## [WHAT IS NEEDED]
For the material below, return exactly the lines starting at the line containing "Guideline: one marker per instance of the white paw, placed" and ending at the line containing "Guideline: one marker per instance of the tail", both ends included, and no others.

## [PROVIDED RECORDS]
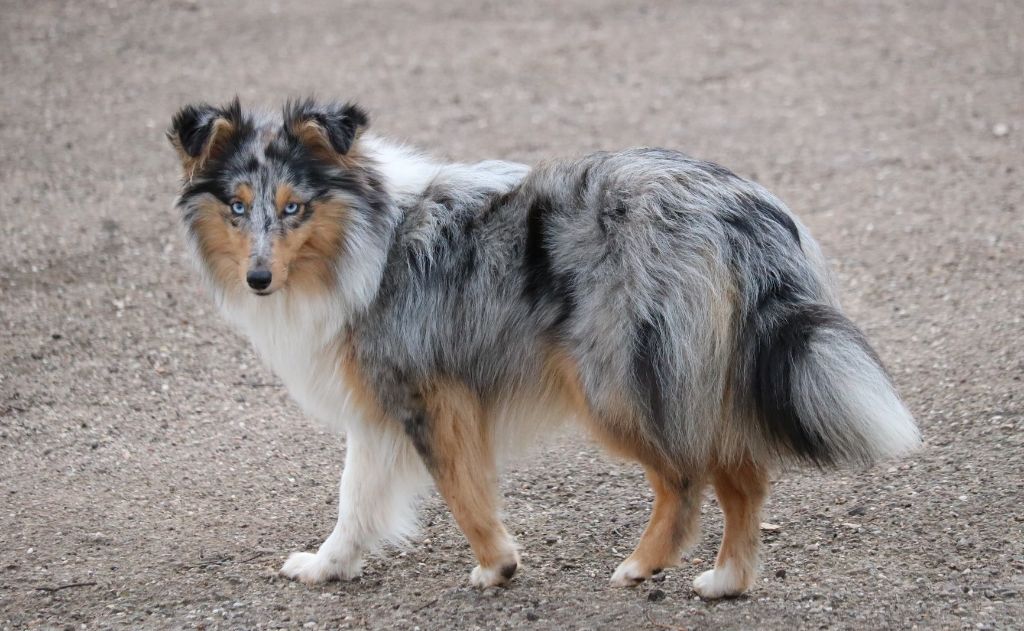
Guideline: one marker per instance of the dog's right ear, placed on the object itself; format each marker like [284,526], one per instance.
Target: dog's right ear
[201,132]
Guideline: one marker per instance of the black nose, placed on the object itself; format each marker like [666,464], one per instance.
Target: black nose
[258,279]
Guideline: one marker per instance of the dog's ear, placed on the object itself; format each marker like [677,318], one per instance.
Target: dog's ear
[201,132]
[329,130]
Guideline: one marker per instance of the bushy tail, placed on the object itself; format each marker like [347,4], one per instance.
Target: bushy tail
[822,392]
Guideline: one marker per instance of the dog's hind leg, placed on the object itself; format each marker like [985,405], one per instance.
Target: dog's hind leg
[741,491]
[376,502]
[455,444]
[672,529]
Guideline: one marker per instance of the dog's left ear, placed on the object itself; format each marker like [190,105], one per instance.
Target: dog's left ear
[329,130]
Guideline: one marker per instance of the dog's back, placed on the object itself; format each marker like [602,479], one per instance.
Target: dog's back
[687,305]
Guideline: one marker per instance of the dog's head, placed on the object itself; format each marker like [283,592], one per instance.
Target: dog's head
[266,199]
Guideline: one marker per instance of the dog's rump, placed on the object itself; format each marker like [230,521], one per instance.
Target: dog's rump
[697,297]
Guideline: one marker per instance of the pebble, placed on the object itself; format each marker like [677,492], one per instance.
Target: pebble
[655,595]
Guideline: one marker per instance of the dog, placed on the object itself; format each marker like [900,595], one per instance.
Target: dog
[444,314]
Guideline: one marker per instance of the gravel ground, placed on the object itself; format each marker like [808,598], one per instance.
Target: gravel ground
[154,474]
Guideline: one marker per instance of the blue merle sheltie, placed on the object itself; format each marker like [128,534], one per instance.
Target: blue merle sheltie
[442,314]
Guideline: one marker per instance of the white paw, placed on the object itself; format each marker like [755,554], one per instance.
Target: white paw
[318,568]
[629,574]
[719,583]
[491,577]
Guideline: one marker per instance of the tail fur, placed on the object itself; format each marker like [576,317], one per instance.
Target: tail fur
[822,392]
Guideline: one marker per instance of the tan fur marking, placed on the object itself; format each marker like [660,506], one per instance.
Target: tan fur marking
[741,491]
[358,386]
[463,465]
[304,257]
[673,524]
[244,193]
[315,137]
[219,133]
[223,247]
[282,196]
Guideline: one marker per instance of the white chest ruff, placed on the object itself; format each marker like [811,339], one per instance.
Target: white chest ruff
[300,342]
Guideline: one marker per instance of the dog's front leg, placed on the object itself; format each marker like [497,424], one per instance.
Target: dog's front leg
[376,502]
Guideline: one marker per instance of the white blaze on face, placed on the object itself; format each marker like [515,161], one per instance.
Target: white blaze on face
[263,218]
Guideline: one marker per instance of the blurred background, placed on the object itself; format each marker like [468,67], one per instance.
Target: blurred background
[154,474]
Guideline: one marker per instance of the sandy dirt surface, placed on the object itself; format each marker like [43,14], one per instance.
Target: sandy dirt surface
[154,474]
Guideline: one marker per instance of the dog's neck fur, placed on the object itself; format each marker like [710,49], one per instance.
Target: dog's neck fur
[299,336]
[406,172]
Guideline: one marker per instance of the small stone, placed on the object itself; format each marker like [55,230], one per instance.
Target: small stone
[655,595]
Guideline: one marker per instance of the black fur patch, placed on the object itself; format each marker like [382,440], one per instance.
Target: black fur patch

## [EXERCISE OUTPUT]
Guideline: one marker per instance of the white paw, placed on the object itself; format each marker like [755,554], one per instance.
Target: white paw
[318,568]
[629,574]
[719,583]
[491,577]
Guideline: one marker per instance of the tail fur, placed on the object itself; format each marker like [576,317], one per instance.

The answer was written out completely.